▶ **Exercise objective**
Lay out the stretch of lines from the start through the one containing "(1113, 428)" as a two-column CSV with columns query_text and answer. Give one row for each input text and its answer, with each value in a single quoted field and line breaks replaced by spaces.

[Data taken from a collection]
= = = = =
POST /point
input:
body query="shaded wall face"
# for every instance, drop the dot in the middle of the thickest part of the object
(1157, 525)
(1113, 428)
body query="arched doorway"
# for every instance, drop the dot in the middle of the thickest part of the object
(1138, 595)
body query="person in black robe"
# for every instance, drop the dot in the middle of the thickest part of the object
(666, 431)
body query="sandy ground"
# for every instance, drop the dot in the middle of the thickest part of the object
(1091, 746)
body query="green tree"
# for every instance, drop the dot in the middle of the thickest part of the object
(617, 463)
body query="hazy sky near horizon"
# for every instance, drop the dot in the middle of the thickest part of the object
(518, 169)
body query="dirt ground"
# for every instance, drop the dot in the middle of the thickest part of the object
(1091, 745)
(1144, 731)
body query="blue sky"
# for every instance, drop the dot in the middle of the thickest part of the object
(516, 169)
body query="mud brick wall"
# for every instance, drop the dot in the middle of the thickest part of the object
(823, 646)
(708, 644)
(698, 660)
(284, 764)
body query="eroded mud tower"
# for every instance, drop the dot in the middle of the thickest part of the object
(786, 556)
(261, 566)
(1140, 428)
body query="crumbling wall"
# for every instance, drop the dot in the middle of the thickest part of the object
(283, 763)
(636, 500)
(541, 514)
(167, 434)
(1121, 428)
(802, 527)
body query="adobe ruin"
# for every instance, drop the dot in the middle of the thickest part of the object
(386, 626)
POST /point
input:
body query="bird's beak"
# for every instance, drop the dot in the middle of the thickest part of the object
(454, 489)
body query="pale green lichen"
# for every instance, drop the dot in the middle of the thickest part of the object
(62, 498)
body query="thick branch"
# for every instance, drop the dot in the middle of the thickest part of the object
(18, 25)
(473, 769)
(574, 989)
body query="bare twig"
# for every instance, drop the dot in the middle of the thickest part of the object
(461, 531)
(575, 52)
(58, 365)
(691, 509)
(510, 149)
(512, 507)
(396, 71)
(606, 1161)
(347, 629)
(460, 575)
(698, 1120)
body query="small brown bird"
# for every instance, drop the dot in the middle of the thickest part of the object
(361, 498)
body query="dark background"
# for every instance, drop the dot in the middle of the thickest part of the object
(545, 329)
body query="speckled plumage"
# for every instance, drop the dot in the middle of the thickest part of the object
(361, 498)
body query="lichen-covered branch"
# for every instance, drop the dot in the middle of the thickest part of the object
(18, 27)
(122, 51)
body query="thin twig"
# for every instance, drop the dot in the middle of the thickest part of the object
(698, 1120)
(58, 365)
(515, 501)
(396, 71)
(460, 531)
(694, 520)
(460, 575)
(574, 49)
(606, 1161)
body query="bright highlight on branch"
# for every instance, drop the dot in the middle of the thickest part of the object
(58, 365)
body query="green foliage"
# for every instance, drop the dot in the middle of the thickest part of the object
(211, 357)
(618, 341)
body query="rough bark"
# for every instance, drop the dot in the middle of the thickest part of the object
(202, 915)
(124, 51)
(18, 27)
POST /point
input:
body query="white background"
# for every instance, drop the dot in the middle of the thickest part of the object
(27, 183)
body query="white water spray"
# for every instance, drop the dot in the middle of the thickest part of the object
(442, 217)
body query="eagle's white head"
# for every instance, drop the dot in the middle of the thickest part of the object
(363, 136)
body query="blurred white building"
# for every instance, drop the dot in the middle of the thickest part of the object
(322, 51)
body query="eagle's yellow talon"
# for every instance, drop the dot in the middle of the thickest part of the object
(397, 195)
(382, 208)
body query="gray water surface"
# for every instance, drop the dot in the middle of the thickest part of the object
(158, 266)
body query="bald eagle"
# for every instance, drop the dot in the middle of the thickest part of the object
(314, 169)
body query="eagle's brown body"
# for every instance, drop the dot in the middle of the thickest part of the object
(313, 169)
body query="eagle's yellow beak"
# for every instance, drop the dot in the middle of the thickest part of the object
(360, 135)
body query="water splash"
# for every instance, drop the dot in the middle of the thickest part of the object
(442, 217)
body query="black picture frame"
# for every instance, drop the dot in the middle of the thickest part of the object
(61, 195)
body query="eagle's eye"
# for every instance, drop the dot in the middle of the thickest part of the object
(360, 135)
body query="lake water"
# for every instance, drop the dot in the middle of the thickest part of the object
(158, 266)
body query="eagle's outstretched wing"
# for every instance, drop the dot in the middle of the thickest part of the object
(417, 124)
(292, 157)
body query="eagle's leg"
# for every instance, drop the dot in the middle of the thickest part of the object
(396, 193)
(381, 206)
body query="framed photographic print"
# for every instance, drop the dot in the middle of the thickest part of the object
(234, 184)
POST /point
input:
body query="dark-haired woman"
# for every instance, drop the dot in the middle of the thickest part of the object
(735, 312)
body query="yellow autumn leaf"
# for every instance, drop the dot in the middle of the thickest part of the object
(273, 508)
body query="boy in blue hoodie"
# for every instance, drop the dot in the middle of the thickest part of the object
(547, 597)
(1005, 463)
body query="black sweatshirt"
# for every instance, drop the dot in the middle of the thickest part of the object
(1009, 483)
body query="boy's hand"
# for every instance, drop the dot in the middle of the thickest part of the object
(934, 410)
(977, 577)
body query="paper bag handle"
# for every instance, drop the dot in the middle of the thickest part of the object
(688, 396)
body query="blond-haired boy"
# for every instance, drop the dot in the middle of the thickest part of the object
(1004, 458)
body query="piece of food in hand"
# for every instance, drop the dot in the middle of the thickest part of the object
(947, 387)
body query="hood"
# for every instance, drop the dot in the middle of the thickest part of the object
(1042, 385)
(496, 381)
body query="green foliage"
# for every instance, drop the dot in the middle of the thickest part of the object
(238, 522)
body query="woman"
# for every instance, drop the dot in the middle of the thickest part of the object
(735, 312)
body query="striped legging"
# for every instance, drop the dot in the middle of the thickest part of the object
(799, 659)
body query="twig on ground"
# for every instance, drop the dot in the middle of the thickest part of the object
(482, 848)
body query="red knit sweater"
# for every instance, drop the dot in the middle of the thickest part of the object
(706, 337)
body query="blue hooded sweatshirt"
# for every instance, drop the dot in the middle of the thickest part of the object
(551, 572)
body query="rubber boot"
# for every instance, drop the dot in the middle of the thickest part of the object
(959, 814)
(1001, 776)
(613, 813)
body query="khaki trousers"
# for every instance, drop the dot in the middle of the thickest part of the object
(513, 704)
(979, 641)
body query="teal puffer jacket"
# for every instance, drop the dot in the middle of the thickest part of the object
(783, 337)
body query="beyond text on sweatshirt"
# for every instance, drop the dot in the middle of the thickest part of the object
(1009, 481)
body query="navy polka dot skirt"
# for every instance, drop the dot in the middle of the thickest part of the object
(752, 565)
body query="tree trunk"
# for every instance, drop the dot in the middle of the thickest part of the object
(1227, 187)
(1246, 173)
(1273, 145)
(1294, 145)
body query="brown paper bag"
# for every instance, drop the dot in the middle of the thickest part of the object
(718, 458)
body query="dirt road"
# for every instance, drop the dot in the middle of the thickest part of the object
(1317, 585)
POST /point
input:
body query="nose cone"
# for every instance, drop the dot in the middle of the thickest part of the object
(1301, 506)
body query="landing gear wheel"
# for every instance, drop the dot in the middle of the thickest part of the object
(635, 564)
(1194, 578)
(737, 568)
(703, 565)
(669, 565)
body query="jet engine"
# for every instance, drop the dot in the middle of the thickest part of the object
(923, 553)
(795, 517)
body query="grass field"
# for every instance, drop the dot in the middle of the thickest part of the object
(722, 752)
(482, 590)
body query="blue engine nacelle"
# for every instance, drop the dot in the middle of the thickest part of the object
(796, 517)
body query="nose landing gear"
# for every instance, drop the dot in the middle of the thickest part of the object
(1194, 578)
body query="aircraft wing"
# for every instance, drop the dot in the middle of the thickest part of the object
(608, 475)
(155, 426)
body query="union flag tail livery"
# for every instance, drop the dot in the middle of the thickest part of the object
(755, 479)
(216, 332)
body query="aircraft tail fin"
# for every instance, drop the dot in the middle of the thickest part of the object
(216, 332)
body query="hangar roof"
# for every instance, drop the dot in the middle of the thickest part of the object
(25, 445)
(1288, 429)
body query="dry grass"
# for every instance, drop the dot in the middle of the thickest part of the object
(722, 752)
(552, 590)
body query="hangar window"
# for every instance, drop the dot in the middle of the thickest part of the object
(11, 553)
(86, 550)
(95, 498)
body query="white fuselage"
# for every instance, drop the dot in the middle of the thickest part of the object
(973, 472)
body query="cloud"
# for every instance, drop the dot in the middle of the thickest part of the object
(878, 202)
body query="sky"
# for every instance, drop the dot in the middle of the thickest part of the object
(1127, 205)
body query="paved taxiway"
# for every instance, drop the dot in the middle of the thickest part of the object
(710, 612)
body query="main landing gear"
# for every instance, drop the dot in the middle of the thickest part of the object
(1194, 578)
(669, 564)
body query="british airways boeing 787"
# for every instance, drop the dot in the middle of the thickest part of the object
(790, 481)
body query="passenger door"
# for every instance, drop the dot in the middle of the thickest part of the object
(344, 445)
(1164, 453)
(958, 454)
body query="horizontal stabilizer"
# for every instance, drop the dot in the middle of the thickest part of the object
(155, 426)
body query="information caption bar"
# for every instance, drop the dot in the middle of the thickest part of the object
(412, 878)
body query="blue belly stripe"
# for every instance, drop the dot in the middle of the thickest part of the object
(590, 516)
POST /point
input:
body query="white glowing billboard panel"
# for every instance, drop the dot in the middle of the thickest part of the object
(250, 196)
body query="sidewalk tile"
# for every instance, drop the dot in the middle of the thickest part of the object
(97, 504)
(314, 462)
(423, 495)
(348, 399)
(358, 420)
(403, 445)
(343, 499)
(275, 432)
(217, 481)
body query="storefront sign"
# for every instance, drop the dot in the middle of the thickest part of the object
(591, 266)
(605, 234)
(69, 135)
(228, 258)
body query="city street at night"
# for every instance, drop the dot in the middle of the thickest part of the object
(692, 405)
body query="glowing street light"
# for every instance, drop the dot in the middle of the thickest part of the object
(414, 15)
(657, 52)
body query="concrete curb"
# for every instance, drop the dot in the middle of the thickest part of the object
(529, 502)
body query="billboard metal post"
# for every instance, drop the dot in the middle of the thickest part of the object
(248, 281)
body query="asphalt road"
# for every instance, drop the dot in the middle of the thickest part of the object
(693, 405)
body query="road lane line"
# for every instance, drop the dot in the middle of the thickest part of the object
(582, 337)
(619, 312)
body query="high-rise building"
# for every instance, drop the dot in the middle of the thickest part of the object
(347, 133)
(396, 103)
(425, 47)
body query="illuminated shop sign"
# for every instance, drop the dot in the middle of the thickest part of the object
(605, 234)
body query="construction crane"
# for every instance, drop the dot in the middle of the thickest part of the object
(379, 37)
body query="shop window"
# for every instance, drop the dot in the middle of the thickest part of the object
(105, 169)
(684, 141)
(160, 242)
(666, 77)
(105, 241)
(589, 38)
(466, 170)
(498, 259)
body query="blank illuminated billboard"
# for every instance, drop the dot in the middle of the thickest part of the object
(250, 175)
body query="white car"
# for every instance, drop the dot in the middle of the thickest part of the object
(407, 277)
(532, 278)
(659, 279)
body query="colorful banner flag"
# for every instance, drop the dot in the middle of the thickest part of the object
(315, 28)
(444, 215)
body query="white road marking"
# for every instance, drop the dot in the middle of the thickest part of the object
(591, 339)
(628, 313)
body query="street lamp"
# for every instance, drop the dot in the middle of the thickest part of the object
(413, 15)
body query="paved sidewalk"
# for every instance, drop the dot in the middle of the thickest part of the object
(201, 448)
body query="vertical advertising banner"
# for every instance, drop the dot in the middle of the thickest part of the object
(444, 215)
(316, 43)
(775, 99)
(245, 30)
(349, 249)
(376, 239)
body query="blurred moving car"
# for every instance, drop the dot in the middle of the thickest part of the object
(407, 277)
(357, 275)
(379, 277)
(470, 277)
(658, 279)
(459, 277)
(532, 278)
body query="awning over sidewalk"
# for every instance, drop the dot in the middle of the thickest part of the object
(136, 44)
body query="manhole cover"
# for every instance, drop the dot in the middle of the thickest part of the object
= = = = =
▶ **Reply**
query_text,answer
"POST /point input: body query=""shaded wall face"" # for every instance, drop the dot in the middle of the thickest part of the object","(1157, 525) (1113, 428)"